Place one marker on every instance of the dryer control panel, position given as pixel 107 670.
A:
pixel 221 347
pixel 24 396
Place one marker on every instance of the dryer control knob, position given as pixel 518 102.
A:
※
Task goal => Format the lines from the one containing "pixel 518 102." through the end of the data as a numbered list, leaving out any blank lines.

Written response =>
1. Place one marker on every instance of the dryer control knob, position given as pixel 518 102.
2. A:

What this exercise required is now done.